■ Short problem 1: Duplicate the records exactly, from the line that contains "of the rough" through the final line of the records, both ends included. Omit the pictures from your copy.

■ Text section:
******

History and Meanings of Hanami

The cherry tree (sakura) is one of the primary concerns of the Japanese culture, also for the historical reasons that will be exposed as follows.

Plum blossom blooming in winter, when the earth is still covered with snow, is the one that once was taken in Japan as a springtime symbol, because it was evocative of the courage to resist bad weather while retaining delicacy and frailty. Therefore, that pivotal symbol was associated to the Nara eve (710-794), just about the time that cultural influence of the Chinese Tang dynasty was strongly perceived. Things changed in the Heian eve (794-1185), namely when relations with China broke off and the cultural attention was thus paid to all that was originally Japanese.

******

■ Dataset rows:

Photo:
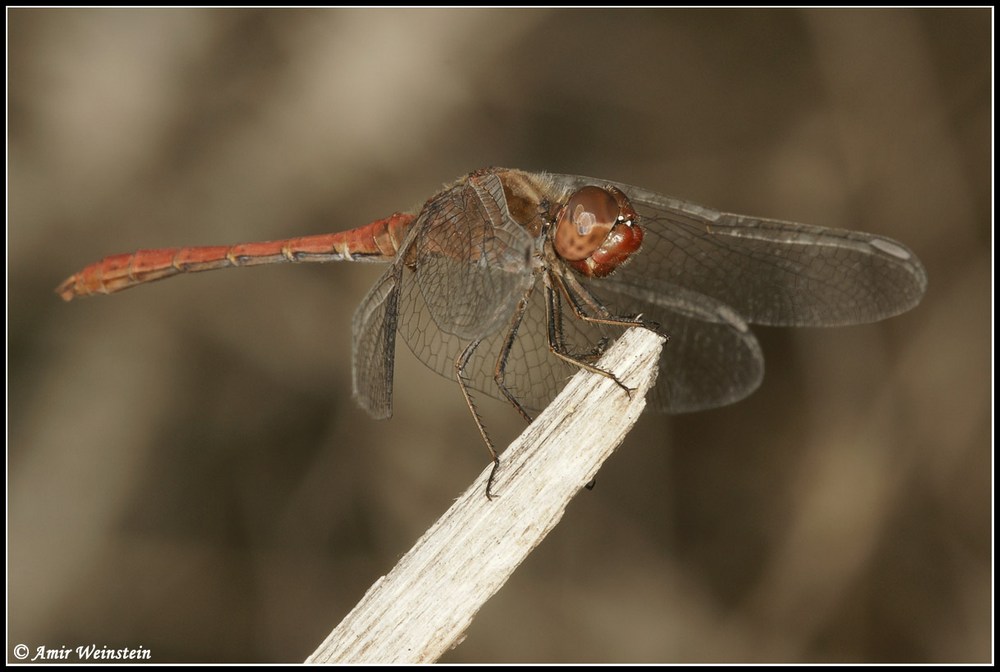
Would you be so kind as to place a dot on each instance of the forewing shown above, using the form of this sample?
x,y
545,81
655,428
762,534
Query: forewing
x,y
712,358
374,344
768,271
471,260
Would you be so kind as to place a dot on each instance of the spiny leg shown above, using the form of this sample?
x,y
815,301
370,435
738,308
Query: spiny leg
x,y
460,363
500,369
577,294
553,310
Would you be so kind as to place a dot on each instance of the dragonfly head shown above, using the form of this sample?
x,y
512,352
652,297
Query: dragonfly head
x,y
597,230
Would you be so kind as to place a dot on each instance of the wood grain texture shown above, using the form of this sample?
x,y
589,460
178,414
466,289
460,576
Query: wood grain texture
x,y
423,606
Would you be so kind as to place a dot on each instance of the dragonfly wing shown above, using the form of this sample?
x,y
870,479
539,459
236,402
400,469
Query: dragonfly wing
x,y
770,272
712,358
374,341
471,261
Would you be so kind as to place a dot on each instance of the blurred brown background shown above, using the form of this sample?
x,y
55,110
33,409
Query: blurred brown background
x,y
188,472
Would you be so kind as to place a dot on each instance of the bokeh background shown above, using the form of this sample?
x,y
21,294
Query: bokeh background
x,y
188,472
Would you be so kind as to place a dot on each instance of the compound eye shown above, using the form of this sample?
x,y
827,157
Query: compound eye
x,y
585,222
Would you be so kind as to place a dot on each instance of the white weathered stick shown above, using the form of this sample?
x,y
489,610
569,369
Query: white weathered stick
x,y
424,605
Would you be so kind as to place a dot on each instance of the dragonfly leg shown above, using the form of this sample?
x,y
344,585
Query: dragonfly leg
x,y
460,364
500,370
577,295
553,310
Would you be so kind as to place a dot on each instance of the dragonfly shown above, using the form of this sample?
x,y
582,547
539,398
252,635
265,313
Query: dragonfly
x,y
509,281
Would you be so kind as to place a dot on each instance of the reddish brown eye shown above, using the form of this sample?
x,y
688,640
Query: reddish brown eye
x,y
584,222
597,230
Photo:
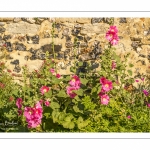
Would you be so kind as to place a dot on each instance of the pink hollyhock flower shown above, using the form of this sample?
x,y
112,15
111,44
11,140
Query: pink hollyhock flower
x,y
75,81
44,89
33,115
115,40
113,29
102,80
52,70
58,75
19,112
105,99
109,36
106,84
113,65
28,113
129,117
145,92
148,105
112,36
137,80
47,103
102,92
34,123
70,91
41,101
19,103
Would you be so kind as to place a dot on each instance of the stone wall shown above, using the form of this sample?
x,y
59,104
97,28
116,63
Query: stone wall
x,y
25,41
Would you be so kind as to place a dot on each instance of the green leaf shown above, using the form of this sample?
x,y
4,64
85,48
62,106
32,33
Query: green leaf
x,y
55,115
131,65
80,119
54,105
55,80
68,78
84,81
130,72
62,93
80,63
83,124
71,125
78,92
48,94
76,109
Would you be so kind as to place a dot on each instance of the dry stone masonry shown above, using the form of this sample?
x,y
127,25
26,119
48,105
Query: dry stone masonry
x,y
24,41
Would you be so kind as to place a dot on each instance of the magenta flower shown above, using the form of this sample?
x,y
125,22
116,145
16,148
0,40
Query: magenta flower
x,y
113,65
58,75
104,99
112,35
129,117
19,112
70,91
148,105
75,82
109,36
44,89
47,103
145,92
115,40
106,84
52,70
113,29
33,115
102,92
19,103
41,101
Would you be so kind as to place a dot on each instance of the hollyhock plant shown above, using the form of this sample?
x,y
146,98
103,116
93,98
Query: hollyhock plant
x,y
102,92
75,82
106,84
145,92
109,36
19,102
148,105
47,103
113,65
52,70
129,117
44,89
19,112
104,99
115,40
58,75
113,29
33,115
112,35
70,91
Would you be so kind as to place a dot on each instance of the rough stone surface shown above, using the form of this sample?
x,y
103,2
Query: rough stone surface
x,y
25,41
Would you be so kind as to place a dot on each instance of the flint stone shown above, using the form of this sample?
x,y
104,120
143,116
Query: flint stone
x,y
94,29
22,28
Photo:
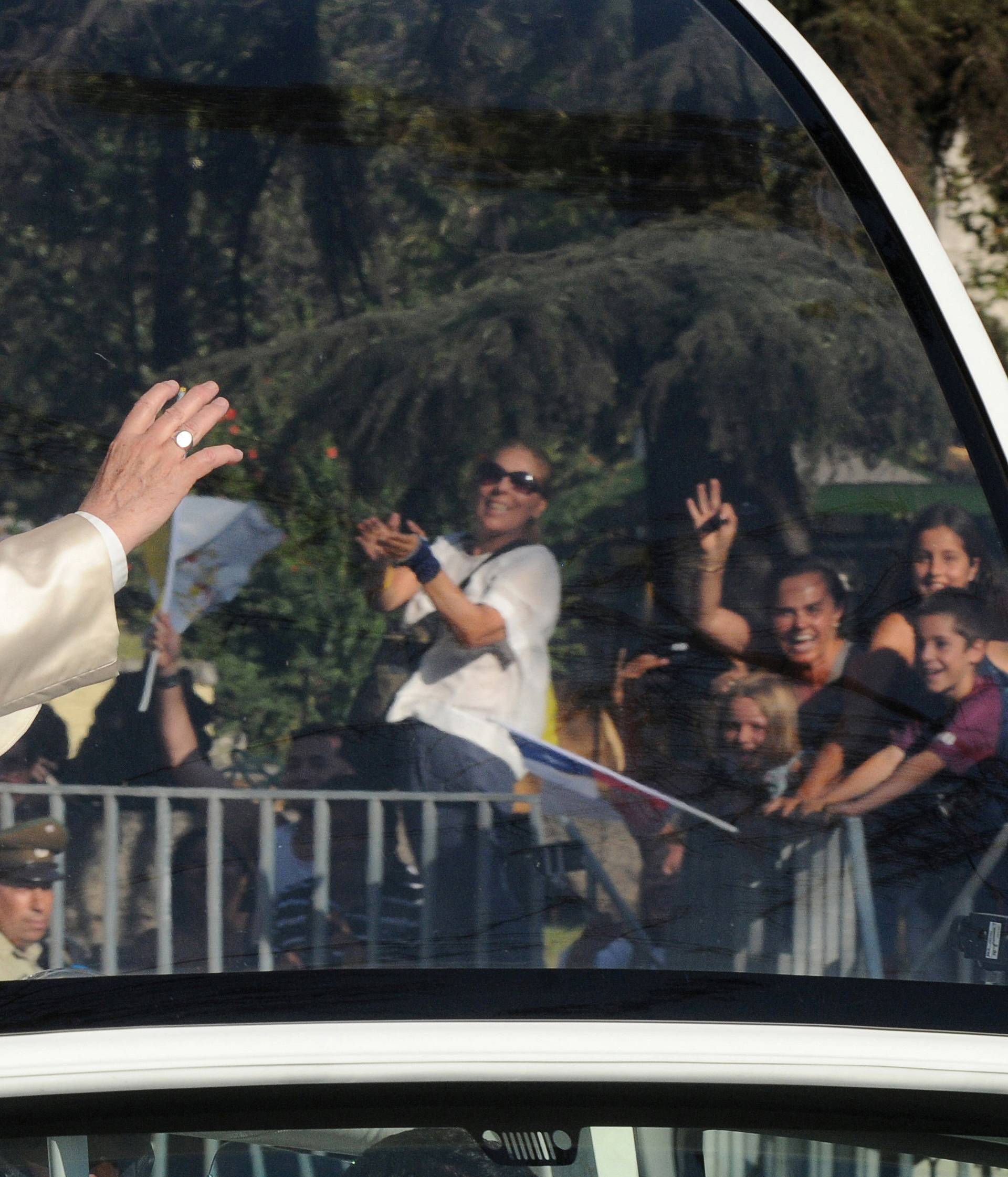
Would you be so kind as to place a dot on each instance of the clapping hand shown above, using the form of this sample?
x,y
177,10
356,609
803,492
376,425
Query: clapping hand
x,y
384,543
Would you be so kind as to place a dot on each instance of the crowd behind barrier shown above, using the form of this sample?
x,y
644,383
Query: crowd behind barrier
x,y
816,921
139,886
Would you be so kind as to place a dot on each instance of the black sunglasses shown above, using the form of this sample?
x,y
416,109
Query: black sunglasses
x,y
521,479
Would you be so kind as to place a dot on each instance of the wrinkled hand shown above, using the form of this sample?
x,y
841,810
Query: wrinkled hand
x,y
165,638
145,475
384,543
715,521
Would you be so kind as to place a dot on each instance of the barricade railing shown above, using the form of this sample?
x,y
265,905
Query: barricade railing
x,y
162,804
827,926
813,915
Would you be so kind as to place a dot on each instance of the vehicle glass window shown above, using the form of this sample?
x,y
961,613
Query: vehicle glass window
x,y
607,582
475,1151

******

■ Short problem 2: Set down, word for word, the portion of the text on the history of hanami that begins with the words "Plum blossom blooming" and ends with the words "was originally Japanese.".

■ Answer 1:
Would you be so kind as to place a dot on each instance of the rough stone surface shown above, using the form of this sample?
x,y
103,2
Query: rough stone surface
x,y
25,41
Would you be so kind as to place a dot on each instance of the flint stone shown above, using the form of this sample?
x,y
104,120
143,116
Query: flint stone
x,y
94,29
22,28
Photo:
Would you be so kind as to place a dot on each instance of the clapping hand shown above, using the form of this sample?
x,y
177,10
356,609
803,492
376,425
Query: clapping hand
x,y
384,543
Would you be so kind as to place a dot on each instance of the crowd behind barrier shown above, using the form of this sample?
x,y
644,383
Query: crowd behind barrier
x,y
816,921
139,886
Would you be so kind as to place a dot on each instance of the black sunglasses shown above, using the form of this sample?
x,y
416,109
Query: black sunglasses
x,y
521,479
Would you be so kind as to place a dot on each instance of the wrinkled hand shown above, using the form of this sample?
x,y
841,810
Query: wrinkled hand
x,y
165,638
145,475
384,543
715,521
Would you be so kind as to place a dot on each instance of the barricade railing shown above, using the form of this sample?
x,y
265,905
Query: barricade railing
x,y
162,804
827,926
813,915
Would you be so kind as to place a dot on each instance of the vehicle glass window shown above, using the form of this sample?
x,y
961,613
Query: vehicle glass window
x,y
607,582
475,1151

■ Answer 2:
Plum blossom blooming in winter, when the earth is still covered with snow, is the one that once was taken in Japan as a springtime symbol, because it was evocative of the courage to resist bad weather while retaining delicacy and frailty. Therefore, that pivotal symbol was associated to the Nara eve (710-794), just about the time that cultural influence of the Chinese Tang dynasty was strongly perceived. Things changed in the Heian eve (794-1185), namely when relations with China broke off and the cultural attention was thus paid to all that was originally Japanese.